# Task input:
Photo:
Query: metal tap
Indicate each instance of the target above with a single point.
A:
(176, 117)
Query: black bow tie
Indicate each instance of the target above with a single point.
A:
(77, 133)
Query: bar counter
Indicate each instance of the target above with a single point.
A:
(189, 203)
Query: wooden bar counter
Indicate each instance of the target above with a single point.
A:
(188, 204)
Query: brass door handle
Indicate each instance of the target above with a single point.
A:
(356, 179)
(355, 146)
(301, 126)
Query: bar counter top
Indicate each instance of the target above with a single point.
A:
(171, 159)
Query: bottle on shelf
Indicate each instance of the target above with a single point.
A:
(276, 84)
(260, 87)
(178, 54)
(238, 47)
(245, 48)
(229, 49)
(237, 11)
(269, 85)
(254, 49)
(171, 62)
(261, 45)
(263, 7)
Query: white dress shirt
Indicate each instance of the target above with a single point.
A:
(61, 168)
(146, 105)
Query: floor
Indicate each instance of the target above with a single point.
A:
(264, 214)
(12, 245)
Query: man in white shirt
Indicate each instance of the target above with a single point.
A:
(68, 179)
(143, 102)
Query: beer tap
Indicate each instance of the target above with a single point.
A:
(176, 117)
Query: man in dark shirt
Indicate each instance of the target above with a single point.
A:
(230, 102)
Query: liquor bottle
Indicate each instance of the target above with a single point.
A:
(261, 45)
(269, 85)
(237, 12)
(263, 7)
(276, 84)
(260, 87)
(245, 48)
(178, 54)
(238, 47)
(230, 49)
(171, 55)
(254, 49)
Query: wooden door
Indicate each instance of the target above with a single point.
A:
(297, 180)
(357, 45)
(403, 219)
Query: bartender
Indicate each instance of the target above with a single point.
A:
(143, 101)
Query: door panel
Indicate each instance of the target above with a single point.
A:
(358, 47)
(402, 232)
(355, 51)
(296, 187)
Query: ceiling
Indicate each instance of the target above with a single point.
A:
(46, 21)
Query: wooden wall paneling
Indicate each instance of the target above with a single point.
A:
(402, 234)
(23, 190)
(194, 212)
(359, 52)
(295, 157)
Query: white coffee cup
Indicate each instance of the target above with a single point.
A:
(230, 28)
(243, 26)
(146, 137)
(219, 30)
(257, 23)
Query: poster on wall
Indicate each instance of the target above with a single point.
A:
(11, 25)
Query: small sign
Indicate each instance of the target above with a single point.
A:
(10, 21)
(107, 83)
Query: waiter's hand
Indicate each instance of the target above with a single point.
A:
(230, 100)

...

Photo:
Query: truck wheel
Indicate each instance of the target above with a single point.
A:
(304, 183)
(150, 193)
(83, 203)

* * *

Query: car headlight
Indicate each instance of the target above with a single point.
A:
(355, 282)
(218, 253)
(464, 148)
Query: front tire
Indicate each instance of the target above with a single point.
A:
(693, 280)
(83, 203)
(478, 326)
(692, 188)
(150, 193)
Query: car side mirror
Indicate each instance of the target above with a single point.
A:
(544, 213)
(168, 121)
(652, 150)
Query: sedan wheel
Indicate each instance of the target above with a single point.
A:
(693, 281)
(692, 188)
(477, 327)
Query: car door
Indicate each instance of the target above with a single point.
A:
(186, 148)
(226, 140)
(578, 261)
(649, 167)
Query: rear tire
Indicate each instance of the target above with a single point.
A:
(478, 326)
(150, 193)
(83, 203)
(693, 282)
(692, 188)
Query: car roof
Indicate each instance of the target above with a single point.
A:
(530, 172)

# What is being asked:
Please find every line in the listing that holds the string "counter" and copy it.

# Answer section:
Query: bar counter
Query: wooden bar counter
Query: bar counter top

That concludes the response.